▶ [Challenges]:
A: According to the blog post about coming home from Brazil, at what time was the return flight scheduled to leave Manaus?
B: Write out the portion of the blog post about coming home from Brazil starting at "A Still Mind" and ending at "drinks and snacks.".

▶ [Given passage]:
::::
A Still Mind | Coming Home

Coming Home

March 05, 2014  •  3 Comments

My return flight was scheduled to leave Manaus at the miserable time (for a morning person) of 1:05 a.m. I had Voelly, my original taxi driver, pick me up from the Hostel at 9:30 so I would be somewhat awake for going through check-in and security at the airport. As we talked in the car, Voelly said that the next time I come to Manaus, I should stay at his house—for free. I have met some truly wonderful people in Brazil. Checking bags and getting boarding passes at the small Manaus airport was not the efficient process I'm used to at U.S. airports. When I got to the single American Airlines gate, I was thirsty and a bit hungry, so I bought an overpriced cup of juice from the one food vendor there, who was doing a brisk business selling drinks and snacks.

I had a long wait in Miami before my connecting flight, and after walking through the entire large terminal to find something I wanted to eat (Chinese food seemed to be the best option among all the unhealthy pastries and fast food), I settled into a seat near my gate. I listened to a group of four somewhat-young-but-aging businessmen talk about multi-million dollar deals, how to succeed in business, the history of recent Russian political leaders (one of them was very knowledgable), and a bit about their kids. Their conversations were interrupted frequently as they took phone calls. On my other side was a young woman talking on the phone to her husband; they seemed to be arguing about the way that they were communicating. I watched people rush past on the way to their gates. I realized how few people I had seen wearing business attire over the past two weeks (only the waitstaff in a couple of the restaurants in Manaus).

Throughout my trip, I noted the great contrasts between life in Manaus and at Xixuau compared to life in the U.S., even in a smaller town like Chapel Hill. After spending two weeks away, the contrasts are even more stark. We are spoiled by choice in so many ways. After I got home, I went out to do some food shopping. Weaver Street Market (a local cooperatively-owned grocery store) has eight kinds of rice in their bulk food section. I can get almost all of my favorite fruits and vegetables year-round, regardless of their growing season. The cereal isle in the regular supermarket has at least 50 varieties, and the milk section has four brands of organic (cow's) milk, plus a dozen “milks” made from various nuts, grains, and legumes. Even in Manaus, this staggering array of choices simply doesn't exist. It's the same with other products, from clothing to electronics to appliances. Stores there are small and tend to carry the same limited items as each other. At Xixuau, there are no shops of any kind. They buy the few supplies they need and can afford in Manaus, and meet the rest of their needs from the river and forest.
::::
▶ [Records supplied]:
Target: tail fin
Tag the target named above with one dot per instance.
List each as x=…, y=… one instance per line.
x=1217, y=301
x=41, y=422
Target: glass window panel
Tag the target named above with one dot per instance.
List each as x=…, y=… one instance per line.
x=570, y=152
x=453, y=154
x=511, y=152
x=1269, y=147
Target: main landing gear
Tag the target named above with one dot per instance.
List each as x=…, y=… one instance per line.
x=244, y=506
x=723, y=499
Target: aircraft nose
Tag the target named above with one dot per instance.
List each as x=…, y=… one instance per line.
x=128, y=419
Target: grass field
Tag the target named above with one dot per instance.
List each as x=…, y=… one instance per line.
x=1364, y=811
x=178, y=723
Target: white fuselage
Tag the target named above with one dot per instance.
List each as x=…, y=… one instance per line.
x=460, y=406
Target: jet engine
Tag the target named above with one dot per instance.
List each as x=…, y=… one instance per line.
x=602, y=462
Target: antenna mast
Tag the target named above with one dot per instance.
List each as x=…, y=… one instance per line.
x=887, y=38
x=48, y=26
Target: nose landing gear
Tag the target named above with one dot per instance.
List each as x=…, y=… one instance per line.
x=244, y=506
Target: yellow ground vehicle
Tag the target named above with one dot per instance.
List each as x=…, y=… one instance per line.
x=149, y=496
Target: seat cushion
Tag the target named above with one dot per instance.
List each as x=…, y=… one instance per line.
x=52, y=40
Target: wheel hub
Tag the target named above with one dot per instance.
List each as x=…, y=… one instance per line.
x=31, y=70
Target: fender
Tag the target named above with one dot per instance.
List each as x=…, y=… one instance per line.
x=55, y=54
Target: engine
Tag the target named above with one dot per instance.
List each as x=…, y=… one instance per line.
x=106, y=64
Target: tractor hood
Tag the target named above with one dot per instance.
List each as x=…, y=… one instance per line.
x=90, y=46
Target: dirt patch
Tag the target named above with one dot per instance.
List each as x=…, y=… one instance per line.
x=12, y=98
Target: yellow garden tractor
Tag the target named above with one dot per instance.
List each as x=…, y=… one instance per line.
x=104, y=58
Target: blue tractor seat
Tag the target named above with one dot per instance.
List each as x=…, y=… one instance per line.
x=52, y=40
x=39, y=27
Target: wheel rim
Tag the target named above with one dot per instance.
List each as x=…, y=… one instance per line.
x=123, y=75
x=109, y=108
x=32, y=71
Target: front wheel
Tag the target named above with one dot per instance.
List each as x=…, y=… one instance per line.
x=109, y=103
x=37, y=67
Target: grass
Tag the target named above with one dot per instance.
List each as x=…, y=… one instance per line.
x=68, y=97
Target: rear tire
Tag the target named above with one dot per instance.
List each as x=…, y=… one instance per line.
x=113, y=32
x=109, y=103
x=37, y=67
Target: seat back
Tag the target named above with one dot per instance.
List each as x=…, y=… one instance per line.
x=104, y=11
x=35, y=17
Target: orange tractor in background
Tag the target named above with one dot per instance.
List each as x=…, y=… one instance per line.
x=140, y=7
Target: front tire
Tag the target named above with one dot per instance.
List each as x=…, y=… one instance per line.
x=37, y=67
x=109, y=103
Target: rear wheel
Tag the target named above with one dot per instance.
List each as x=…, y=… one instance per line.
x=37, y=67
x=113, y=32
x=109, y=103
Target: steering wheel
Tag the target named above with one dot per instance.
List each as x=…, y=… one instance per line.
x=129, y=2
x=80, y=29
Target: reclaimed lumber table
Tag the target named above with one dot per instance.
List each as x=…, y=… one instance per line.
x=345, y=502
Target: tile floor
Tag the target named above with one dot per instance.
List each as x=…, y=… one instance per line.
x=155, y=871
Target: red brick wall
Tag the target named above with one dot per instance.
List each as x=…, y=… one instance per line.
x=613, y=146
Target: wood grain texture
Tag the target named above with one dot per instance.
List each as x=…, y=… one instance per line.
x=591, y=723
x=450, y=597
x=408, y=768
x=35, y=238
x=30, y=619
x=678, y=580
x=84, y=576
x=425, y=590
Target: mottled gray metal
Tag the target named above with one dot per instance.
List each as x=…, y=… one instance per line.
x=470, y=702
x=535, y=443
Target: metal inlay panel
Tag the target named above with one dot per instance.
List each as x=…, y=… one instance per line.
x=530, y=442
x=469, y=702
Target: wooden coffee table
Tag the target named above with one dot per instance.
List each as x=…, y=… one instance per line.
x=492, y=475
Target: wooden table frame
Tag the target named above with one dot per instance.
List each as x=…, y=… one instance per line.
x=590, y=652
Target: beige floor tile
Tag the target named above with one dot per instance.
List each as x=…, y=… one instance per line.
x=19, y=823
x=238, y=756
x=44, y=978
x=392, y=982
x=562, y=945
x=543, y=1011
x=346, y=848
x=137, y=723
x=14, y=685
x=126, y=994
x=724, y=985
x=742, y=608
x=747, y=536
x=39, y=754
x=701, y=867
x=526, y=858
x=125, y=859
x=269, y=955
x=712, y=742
::::
▶ [Solutions to the exercise]:
A: 1:05 a.m.

B:
A Still Mind | Coming Home

Coming Home

March 05, 2014  •  3 Comments

My return flight was scheduled to leave Manaus at the miserable time (for a morning person) of 1:05 a.m. I had Voelly, my original taxi driver, pick me up from the Hostel at 9:30 so I would be somewhat awake for going through check-in and security at the airport. As we talked in the car, Voelly said that the next time I come to Manaus, I should stay at his house—for free. I have met some truly wonderful people in Brazil. Checking bags and getting boarding passes at the small Manaus airport was not the efficient process I'm used to at U.S. airports. When I got to the single American Airlines gate, I was thirsty and a bit hungry, so I bought an overpriced cup of juice from the one food vendor there, who was doing a brisk business selling drinks and snacks.